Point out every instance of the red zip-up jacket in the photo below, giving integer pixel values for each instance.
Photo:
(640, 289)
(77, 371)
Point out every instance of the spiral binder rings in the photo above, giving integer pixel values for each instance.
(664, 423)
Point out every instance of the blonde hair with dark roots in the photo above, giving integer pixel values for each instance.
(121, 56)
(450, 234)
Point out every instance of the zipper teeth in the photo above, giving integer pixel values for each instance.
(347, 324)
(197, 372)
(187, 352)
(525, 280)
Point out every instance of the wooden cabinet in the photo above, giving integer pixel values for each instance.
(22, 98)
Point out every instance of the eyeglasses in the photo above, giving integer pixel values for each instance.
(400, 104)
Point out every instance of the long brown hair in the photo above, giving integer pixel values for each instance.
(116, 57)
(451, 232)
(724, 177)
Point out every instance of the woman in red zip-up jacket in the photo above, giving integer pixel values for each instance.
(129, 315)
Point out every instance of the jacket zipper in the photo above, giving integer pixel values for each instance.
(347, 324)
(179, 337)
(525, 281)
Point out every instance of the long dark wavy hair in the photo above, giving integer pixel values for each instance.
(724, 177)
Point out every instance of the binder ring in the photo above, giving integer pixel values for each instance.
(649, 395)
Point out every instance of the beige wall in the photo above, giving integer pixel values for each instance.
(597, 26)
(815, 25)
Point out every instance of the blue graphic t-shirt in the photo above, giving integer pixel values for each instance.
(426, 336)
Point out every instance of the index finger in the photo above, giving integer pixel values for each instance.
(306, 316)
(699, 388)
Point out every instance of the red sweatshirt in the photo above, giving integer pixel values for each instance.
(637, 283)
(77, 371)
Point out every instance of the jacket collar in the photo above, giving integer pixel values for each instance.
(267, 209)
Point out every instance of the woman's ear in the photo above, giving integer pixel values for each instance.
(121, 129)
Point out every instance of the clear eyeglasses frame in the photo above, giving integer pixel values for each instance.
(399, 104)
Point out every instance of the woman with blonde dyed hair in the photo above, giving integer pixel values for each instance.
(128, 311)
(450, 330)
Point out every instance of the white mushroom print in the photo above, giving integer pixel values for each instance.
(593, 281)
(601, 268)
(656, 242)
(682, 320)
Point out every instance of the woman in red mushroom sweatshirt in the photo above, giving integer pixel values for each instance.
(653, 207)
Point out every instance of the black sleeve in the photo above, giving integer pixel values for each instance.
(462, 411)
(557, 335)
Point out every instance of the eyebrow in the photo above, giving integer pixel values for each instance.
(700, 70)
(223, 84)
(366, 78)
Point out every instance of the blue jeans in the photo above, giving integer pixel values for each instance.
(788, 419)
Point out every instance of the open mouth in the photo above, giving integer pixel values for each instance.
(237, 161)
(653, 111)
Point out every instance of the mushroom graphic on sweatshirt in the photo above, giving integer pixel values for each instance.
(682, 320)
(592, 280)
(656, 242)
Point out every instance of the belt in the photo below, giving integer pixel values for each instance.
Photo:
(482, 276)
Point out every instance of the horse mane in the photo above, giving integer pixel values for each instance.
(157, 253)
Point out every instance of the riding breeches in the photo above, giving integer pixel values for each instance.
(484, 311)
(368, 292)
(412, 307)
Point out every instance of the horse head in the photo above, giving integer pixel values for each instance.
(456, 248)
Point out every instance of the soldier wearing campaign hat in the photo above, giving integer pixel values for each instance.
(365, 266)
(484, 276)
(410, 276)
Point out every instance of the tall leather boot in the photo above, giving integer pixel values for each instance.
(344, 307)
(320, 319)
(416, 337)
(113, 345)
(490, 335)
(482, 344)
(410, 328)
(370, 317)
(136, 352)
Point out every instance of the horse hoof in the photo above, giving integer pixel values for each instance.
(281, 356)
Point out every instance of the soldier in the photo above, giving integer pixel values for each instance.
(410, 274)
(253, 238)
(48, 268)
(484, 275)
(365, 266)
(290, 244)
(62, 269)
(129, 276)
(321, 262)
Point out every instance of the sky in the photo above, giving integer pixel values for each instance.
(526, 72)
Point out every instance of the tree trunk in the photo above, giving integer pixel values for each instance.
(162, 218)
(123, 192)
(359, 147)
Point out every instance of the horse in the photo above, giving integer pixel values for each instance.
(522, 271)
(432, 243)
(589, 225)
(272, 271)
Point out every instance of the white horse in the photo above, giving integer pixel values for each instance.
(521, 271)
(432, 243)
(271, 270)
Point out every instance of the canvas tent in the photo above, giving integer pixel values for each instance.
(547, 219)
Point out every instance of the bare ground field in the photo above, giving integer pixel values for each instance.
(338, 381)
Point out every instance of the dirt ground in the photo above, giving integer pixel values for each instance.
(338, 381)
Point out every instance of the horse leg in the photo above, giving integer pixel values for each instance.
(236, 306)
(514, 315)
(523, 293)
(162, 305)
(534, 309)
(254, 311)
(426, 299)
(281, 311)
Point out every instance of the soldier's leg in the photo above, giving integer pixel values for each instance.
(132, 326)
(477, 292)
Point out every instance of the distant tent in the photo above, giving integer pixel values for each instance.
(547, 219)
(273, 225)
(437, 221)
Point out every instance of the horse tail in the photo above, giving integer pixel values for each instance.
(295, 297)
____________
→ Task instructions:
Set down nothing but the lines from the one with "Point out every instance of the sky" through the end of the records, keeping each line exactly as written and including both ends.

→ Correct response:
Point out every instance of the sky in the photo above, giving integer pixel values for each instance.
(526, 72)
Point out every instance of the tree trunk in the photo above, giving integer pixel values for each instance.
(162, 218)
(123, 192)
(359, 147)
Point out every instance of the horse in the photo above, giving integer pixel values for each instance.
(522, 271)
(432, 243)
(589, 225)
(272, 271)
Point out every instance of the white horse in the photo above, giving integer pixel values for each instance.
(521, 271)
(432, 243)
(271, 270)
Point out every instance of the canvas tent in the photo above, giving integer pixel values for each instance.
(547, 219)
Point out every instance of the bare ground field in the photo above, giving integer pixel values for each instance.
(338, 381)
Point out every instance of the dirt ground in the photo above, giving integer pixel values for each instance.
(338, 381)
Point out every instance of the horse leg in the photo above, giving integer pixel values for each instance.
(236, 306)
(514, 315)
(523, 293)
(162, 305)
(534, 309)
(254, 311)
(426, 299)
(281, 311)
Point out every instance of the soldier's leg in the photo above, giving integer pixel values for each instance.
(132, 326)
(477, 292)
Point out every instance of the distant tent in the photo above, giving integer pixel values for each instance.
(547, 219)
(273, 225)
(437, 221)
Point out every instance of the horse tail in the photo above, giving integer pixel values for each instance.
(295, 297)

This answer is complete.